--- Prompt ---
Write out, precisely and in full, each line of the material.

__________________________________________________

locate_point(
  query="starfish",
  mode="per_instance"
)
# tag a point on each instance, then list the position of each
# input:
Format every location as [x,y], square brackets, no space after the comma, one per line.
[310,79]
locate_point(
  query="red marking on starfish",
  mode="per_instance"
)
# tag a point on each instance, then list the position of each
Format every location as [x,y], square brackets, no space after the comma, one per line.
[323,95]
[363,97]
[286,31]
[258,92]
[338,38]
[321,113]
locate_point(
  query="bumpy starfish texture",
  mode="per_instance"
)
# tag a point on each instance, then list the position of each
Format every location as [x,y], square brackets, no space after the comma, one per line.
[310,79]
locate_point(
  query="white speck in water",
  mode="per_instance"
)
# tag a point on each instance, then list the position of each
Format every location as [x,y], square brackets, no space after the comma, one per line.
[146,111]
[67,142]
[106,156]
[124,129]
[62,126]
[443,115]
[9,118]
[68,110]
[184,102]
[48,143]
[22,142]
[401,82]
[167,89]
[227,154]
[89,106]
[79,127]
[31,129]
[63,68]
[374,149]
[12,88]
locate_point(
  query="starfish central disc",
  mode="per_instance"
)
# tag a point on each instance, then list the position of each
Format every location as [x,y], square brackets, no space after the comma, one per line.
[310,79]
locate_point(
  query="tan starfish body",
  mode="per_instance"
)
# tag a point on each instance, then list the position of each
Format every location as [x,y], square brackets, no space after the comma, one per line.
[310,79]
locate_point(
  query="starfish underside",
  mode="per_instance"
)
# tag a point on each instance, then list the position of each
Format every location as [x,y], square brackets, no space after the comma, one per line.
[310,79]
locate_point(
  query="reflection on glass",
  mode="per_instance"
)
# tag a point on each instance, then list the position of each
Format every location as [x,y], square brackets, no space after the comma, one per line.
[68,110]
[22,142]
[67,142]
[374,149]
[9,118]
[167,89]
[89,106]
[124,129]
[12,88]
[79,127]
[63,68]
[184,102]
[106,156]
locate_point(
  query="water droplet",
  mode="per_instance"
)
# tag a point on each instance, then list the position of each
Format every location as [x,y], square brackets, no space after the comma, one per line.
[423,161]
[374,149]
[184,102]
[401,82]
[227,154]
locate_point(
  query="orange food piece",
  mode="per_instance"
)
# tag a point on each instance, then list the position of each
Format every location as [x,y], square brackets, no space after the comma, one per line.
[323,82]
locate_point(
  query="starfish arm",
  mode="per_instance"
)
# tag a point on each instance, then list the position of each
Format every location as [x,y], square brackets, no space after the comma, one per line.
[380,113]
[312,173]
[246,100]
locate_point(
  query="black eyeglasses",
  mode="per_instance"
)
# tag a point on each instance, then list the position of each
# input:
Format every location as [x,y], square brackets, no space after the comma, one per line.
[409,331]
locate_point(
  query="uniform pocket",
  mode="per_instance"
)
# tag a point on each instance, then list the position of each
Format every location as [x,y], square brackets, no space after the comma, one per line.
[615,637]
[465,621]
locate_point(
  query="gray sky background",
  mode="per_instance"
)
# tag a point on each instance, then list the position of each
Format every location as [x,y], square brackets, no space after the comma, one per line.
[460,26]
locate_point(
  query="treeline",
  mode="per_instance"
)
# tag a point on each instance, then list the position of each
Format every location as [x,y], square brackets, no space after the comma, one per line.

__________________________________________________

--- Answer to the task ---
locate_point(
  query="starfish",
  mode="per_instance"
)
# tag a point on each instance, then list the position of each
# input:
Format every location as [x,y], square brackets, no space after the comma, one per line.
[310,79]
locate_point(
  query="red marking on starfish",
  mode="per_instance"
)
# tag a point on each instance, then list the position of each
Format every location as [x,y], square brackets, no space after the comma, one per line.
[323,95]
[363,97]
[286,31]
[258,92]
[338,38]
[321,113]
locate_point(
  query="bumpy starfish texture",
  mode="per_instance"
)
# tag a point on each instance, then list the position of each
Format every location as [x,y], square brackets, no space after the comma, one per line.
[310,79]
locate_point(
  query="white speck in water",
  mode="per_instance"
)
# tag a point on each instance, then list the position of each
Format every location as [x,y], square brackets, no space after the comma, one per line.
[146,111]
[67,142]
[106,156]
[124,129]
[62,126]
[443,115]
[9,118]
[68,110]
[184,102]
[48,143]
[22,142]
[401,82]
[167,89]
[227,154]
[89,106]
[79,127]
[31,129]
[63,68]
[374,149]
[12,88]
locate_point(
  query="starfish central disc",
  mode="per_instance"
)
# tag a point on each instance, then list the position of each
Format every location as [x,y], square brackets, no space after the comma, one per line.
[310,79]
locate_point(
  query="tan starfish body",
  mode="per_instance"
)
# tag a point on each instance, then list the position of each
Format every location as [x,y], square brackets, no space after the comma, one per line.
[310,79]
locate_point(
  query="starfish underside",
  mode="per_instance"
)
# tag a point on each instance, then list the position of each
Format every location as [x,y], square brackets, no space after the comma, one per line.
[310,79]
locate_point(
  query="reflection on glass",
  mode="per_instance"
)
# tag a point on each instance, then list the position of each
Format every location as [x,y], square brackets, no space after the comma, one per line.
[68,110]
[22,142]
[67,142]
[374,149]
[9,118]
[167,89]
[89,106]
[124,129]
[12,88]
[79,127]
[63,68]
[184,102]
[106,156]
locate_point(
  query="water droplet",
  mode="per_instance"
)
# tag a point on each instance, then list the position of each
Format every location as [x,y], square brackets, no space after the comma, one per line.
[423,161]
[374,149]
[184,102]
[401,82]
[227,154]
locate_point(
  query="orange food piece",
  mode="per_instance"
)
# tag a point on each instance, then list the position of each
Format every location as [x,y], square brackets, no space after the comma, one per line.
[323,82]
locate_point(
  query="starfish arm",
  mode="per_instance"
)
# tag a point on each instance, then list the position of each
Format every location as [x,y], square brackets, no space after the comma, one per line.
[380,113]
[312,173]
[246,100]
locate_point(
  query="black eyeglasses",
  mode="per_instance"
)
# tag a point on each instance, then list the position of each
# input:
Format every location as [x,y], square brackets, no space after the comma, one per line.
[409,331]
locate_point(
  query="uniform pocket",
  mode="per_instance"
)
# tag a point on each instance, then list the position of each
Format every location as [x,y], square brackets, no space after the comma, one per line.
[615,637]
[465,621]
locate_point(
  query="gray sky background",
  mode="per_instance"
)
# tag a point on each instance, then list the position of each
Format every location as [x,y], square brackets, no space after the comma, one per line.
[460,26]
locate_point(
  query="treeline",
  mode="per_instance"
)
# tag a point on each instance, then list the position of each
Format every location as [x,y], square brackets, no space after the comma, one per line.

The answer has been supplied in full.